# Exercise aim:
Wherever a line below holds the word "locate", copy that line.

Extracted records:
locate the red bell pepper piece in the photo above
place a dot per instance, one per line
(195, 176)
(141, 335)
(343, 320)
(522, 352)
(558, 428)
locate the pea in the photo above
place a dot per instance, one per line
* * *
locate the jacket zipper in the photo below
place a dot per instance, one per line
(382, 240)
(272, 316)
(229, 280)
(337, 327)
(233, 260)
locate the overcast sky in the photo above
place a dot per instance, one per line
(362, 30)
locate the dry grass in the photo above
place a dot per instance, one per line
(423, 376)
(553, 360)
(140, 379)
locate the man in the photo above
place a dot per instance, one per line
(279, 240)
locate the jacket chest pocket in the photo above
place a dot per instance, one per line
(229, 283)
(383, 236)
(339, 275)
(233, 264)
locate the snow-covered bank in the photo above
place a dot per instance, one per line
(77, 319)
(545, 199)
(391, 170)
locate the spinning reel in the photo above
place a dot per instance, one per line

# Task solution:
locate the red bell pepper piece in the photo above
locate the pea in the photo above
locate the jacket zipper in the photo below
locate the overcast sky in the photo above
locate the dry grass in the photo above
locate the man in the photo above
locate the jacket chest pocket in the photo above
locate the snow-covered bank in the photo above
locate the spinning reel in the photo above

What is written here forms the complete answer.